Copying task for the records below: reproduce each one exactly and drop the pictures.

(Stored data entries)
★ ★ ★ ★ ★

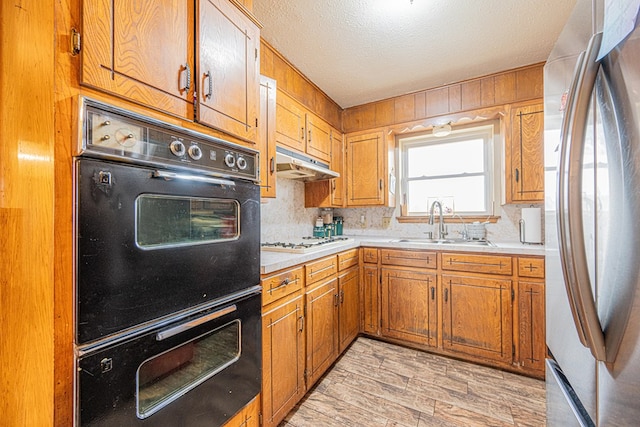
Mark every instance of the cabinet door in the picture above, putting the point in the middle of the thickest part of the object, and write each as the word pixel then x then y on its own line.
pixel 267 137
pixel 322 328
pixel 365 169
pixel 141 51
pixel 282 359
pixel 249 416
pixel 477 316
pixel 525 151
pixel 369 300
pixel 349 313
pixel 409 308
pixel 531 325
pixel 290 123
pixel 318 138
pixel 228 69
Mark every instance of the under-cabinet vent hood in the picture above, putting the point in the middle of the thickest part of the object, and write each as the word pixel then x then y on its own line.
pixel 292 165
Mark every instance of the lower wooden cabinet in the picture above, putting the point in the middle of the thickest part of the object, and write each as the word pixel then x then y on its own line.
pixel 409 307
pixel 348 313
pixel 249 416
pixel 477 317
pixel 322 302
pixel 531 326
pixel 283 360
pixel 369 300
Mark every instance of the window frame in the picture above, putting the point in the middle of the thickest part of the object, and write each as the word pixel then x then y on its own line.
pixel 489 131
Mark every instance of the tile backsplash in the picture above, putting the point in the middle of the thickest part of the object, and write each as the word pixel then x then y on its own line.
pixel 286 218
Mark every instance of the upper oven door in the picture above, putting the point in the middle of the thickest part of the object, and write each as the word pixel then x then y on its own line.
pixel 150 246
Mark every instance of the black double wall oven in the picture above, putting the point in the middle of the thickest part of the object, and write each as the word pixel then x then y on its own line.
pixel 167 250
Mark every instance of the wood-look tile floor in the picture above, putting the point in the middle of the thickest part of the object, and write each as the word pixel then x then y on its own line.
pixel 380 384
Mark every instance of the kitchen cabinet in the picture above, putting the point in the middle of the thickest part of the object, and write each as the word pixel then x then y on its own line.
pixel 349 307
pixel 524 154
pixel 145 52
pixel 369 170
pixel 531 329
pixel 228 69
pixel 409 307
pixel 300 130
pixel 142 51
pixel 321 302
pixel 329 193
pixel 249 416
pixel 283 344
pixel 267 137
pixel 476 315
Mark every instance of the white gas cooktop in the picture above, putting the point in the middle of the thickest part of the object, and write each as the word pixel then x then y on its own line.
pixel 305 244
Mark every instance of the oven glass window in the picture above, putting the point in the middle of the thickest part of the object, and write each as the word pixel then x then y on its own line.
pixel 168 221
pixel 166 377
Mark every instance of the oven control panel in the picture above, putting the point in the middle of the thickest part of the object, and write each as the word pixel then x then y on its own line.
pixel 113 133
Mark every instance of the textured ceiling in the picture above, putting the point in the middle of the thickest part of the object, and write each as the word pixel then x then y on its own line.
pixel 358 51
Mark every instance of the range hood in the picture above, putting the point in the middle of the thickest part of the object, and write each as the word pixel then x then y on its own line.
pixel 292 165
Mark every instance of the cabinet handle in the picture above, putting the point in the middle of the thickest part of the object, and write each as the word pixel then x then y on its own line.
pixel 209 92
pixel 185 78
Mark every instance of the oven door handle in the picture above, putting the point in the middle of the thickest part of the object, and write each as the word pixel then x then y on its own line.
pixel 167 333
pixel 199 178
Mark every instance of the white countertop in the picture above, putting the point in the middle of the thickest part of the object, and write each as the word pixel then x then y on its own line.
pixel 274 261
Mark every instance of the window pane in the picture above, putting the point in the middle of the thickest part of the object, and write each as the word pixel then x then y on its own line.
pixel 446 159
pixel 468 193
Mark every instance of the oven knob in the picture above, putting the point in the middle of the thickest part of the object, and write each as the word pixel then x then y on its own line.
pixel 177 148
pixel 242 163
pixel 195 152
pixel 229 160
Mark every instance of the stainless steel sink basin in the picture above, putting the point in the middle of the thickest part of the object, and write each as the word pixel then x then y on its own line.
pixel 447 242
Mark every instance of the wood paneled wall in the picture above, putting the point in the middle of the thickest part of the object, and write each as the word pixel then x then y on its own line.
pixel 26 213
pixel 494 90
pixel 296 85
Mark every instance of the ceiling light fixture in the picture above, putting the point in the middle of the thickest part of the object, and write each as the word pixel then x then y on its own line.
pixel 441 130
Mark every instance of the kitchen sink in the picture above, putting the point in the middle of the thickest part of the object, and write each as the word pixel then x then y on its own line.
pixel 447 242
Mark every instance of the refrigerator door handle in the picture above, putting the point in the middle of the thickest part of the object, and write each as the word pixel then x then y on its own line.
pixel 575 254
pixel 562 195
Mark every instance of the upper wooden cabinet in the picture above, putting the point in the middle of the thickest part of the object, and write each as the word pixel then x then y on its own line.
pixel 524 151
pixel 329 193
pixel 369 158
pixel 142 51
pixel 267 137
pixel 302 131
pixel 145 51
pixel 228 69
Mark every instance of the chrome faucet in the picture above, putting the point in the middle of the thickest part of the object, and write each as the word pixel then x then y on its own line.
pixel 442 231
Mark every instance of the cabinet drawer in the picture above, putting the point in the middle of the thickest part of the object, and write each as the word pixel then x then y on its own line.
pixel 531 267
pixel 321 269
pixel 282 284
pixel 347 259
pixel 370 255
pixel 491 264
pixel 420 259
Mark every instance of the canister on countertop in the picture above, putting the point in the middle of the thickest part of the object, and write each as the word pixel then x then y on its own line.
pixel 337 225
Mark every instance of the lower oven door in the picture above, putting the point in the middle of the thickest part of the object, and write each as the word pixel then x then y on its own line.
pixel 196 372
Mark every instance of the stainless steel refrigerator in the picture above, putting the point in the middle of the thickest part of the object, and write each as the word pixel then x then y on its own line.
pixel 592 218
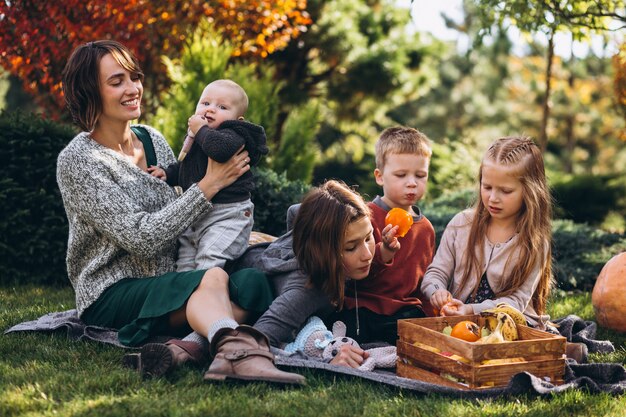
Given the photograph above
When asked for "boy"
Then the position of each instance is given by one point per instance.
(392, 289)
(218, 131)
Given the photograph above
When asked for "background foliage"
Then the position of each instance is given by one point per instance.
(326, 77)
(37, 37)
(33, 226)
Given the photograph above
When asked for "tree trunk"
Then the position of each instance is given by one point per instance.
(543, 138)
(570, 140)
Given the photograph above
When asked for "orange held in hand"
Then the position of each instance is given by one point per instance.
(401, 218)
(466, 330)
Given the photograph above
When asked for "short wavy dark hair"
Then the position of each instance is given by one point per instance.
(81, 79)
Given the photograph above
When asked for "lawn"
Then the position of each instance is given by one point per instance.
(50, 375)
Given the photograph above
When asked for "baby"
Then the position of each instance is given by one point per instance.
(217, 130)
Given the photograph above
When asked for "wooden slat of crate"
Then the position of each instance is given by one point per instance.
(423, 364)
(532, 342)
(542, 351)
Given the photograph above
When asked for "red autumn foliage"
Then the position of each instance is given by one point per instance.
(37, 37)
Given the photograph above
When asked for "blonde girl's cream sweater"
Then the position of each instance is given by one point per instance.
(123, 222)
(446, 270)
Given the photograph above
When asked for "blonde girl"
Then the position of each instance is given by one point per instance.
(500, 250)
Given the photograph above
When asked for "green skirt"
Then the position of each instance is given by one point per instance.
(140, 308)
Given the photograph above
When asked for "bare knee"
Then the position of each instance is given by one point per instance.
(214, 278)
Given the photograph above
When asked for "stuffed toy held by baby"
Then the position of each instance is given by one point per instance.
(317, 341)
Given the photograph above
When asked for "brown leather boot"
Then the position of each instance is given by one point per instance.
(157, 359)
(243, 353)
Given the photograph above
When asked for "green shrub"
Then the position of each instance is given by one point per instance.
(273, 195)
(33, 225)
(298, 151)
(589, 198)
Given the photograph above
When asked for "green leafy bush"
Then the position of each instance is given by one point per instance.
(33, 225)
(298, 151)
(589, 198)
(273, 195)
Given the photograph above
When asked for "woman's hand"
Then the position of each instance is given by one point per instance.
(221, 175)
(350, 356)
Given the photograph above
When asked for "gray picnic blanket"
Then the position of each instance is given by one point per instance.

★ ★ ★ ★ ★

> Final answer
Mark every instance of the cabinet door in the picture above, putting the point in the middle of the thickest part of the object, and write each as the word pixel then x then y on its own line.
pixel 267 137
pixel 322 328
pixel 365 169
pixel 141 51
pixel 282 359
pixel 249 416
pixel 477 316
pixel 525 151
pixel 369 300
pixel 349 313
pixel 409 308
pixel 531 325
pixel 290 123
pixel 318 138
pixel 228 69
Mark every instance of the under-cabinet vent hood in the picture above, putting the point in the middle of the thickest part of the object, and write each as the word pixel then x then y on its own line.
pixel 292 165
Mark every instance of the lower wooden cabinet in the picture above, putting the point in the middle of the thickest part of the object, and write each as the word pixel then x then y on its own line.
pixel 409 307
pixel 348 313
pixel 249 416
pixel 477 317
pixel 322 302
pixel 531 326
pixel 283 360
pixel 369 300
Mark every instance of the window frame in the picture above, putting the point in the middle of the thickest part of the object, and write each as the word pixel then x then y on its own line.
pixel 489 131
Mark every instance of the tile backsplash in the picture above, putting the point in the middle of the thickest part of the object, and write each as the word pixel then x then y on its own line.
pixel 286 218
Mark every instance of the upper oven door in the picture above, putting the point in the middle of the thickest part of the object, and write each as the word pixel then x then y on its own line.
pixel 150 246
Mark every instance of the black double wall oven in the picture above, putting the point in the middle of the thickest part of the object, and write each as the word pixel then x then y on its own line.
pixel 167 250
Mark every instance of the wood-look tile floor in the picture above, putting the point in the middle of the thickest part of the object, and write each as the word pixel then x then y on its own line.
pixel 380 384
Mark every instance of the kitchen cabinet in the picture above, putting the point in the middle of the thickest part of the object, and write each as the word pixel then x then y on its own line.
pixel 349 307
pixel 524 154
pixel 145 52
pixel 369 170
pixel 531 329
pixel 228 69
pixel 409 307
pixel 300 130
pixel 142 51
pixel 321 302
pixel 329 193
pixel 249 416
pixel 283 344
pixel 267 137
pixel 476 315
Mark every instance of the white gas cooktop in the picture above, putting the point in the middle of the thickest part of the object, and write each as the word pixel then x then y on its own line.
pixel 305 244
Mark every instance of the oven glass window in the picture above, putting the point in the middle of the thickest part of the object, and write each as the word pixel then x then y on its own line.
pixel 168 221
pixel 166 377
Mark every instance of the oven control panel in the picture above, putting the point in the middle of the thickest part of the object, and write each as the word pixel then x then y on its own line.
pixel 113 133
Mark every instance of the textured ceiling in the picture above, putting the point in the middle of the thickest part of the object, and write each as the word pixel then x then y on its own line.
pixel 358 51
Mark every instance of the range hood in the picture above, putting the point in the middle of the thickest part of the object, and write each as the word pixel then x then y on its own line.
pixel 292 165
Mark every instance of the cabinet handle in the picture above, putting the point in the middle of the thickest part of the object, and write each as the word pixel then x then y on its own line.
pixel 209 92
pixel 185 78
Mark every instance of the oven door handle in the picture above, putting the point in the middle of the thickest part of the object, and write each as the word pixel then x then y on its own line.
pixel 167 333
pixel 199 178
Mark every instance of the white countertop in the picture above, putting the point in the middle of the thickest part of the object, and write each as the word pixel then x then y on its own line.
pixel 274 261
Mark every instance of the window pane in the picture above, putting the point in the middle of the thickest part of the object, and write each as the word pixel then x then y on its own line.
pixel 446 159
pixel 468 193
Mark every instance of the oven knob in the picture above, putting the point in the middle of the thickest part of the object, and write each as the word pixel then x then y on its own line.
pixel 177 148
pixel 242 163
pixel 195 152
pixel 229 160
Mark every instance of the stainless steel sink basin in the picture above, putting the point in the middle of the thickest part of the object, and write each as the word pixel then x then y on its own line.
pixel 447 242
Mark every instance of the wood paneled wall in the picture above, putting the point in the middle of the thickest part of the object, and write each as the word pixel then x then y on its own line.
pixel 26 213
pixel 494 90
pixel 296 85
Mark every instance of the ceiling light fixture in the picture above, putting the point in the middle of the thickest part of the object, and write each as the word pixel then x then y on its own line.
pixel 441 130
Mark every instance of the kitchen sink in the picture above, putting the point in the middle of the thickest part of the object, and write each as the word pixel then x then y on its own line.
pixel 447 242
Mark every instance of the refrigerator door handle in the picture above, putting the point in the middle of the thickest part of the object, and write each as the word pixel then x then y on its own line.
pixel 575 254
pixel 562 195
Mark every instance of the upper wooden cabinet in the picture above, putting the point in the middle of the thickest part of the object, and write each as the word pixel then x then y on its own line.
pixel 524 151
pixel 329 193
pixel 369 158
pixel 142 51
pixel 267 137
pixel 302 131
pixel 145 51
pixel 228 69
Mark every instance of the chrome faucet in the picture above, putting the point in the middle of the thickest part of the object, and write each as the word pixel then x then y on its own line.
pixel 442 231
Mark every instance of the cabinet drawer in the picture above, putting the point in the middle of the thickest part of the object, and write each as the word pixel then x then y on its own line.
pixel 531 267
pixel 321 269
pixel 282 284
pixel 347 259
pixel 370 255
pixel 491 264
pixel 420 259
Mark every instance of the canister on countertop in the picture above, putting the point in the middle of the thickest part of the object, and write each as the word pixel then x then y on its own line.
pixel 337 225
Mark every instance of the lower oven door in the picture above, putting the point in the middle of the thickest part of the object, and write each as the word pixel then x then y on its own line.
pixel 196 372
Mark every instance of the stainless steel refrigerator in the picture above, putting the point in the middle of the thickest part of the object, and write each as the word pixel then x then y on its own line.
pixel 592 218
Given the photograph above
When asked for "boy"
Then the position of each instance is given by one point per instance.
(392, 289)
(218, 131)
Given the photograph above
When asked for "background foliage"
Then the position of each instance is given by one point per instance.
(326, 77)
(37, 37)
(33, 226)
Given the photograph above
When asked for "tree trunk"
Then the position of each instance is given by one point per instance.
(543, 138)
(570, 140)
Given the photograph above
When asked for "orange held in hand"
Then the position of each instance is given by one point per instance.
(401, 218)
(466, 330)
Given the photograph above
When asked for "short wavy dark hair"
Then the position of each instance is given by one point per instance.
(81, 79)
Given the photograph above
When asked for "lawn"
Then the position of each instance is given by one point per instance.
(50, 375)
Given the photograph above
When asked for "baby"
Then the position of each instance is given by one point per instance.
(217, 130)
Given the photograph above
When asked for "wooden slat of crate"
Then the position of each instance is given by one point per instance.
(423, 364)
(532, 342)
(542, 351)
Given the photograph above
When asked for "red autumn foliage"
Then the position of each instance is given by one point per instance.
(37, 37)
Given the photograph above
When asked for "blonde girl's cream sweater"
Then the position of each instance is given by one point per instance.
(123, 222)
(446, 270)
Given the photograph above
When asked for "blonde girl"
Then the position of each instance is given by one point per instance.
(500, 250)
Given the photograph above
When asked for "green skirt"
Then the position of each instance is given by one point per instance.
(140, 308)
Given the photograph above
When asked for "bare knee"
Then the position of each instance is given by one point per instance.
(214, 278)
Given the photograph above
When asked for "stuffed toy held by baby"
Then the position of each instance is given by one point per instance.
(317, 341)
Given the photograph above
When asked for "brown leather boot"
Then the position of each instance is given by one point per instance.
(157, 359)
(243, 353)
Given the photograph above
When asked for "green shrub"
Then the position of each instance is given by one point per instance.
(273, 195)
(33, 225)
(298, 151)
(589, 198)
Given the photograph above
When asked for "green leafy bush"
Then the position of each instance is given by one point per instance.
(33, 225)
(298, 151)
(589, 198)
(273, 195)
Given the photograph above
When asked for "woman's hand"
Then the position of each instance is given by one point per instance.
(221, 175)
(350, 356)
Given the photograph above
When asked for "gray picnic blanket"
Then the position of each instance is given by one point per instance.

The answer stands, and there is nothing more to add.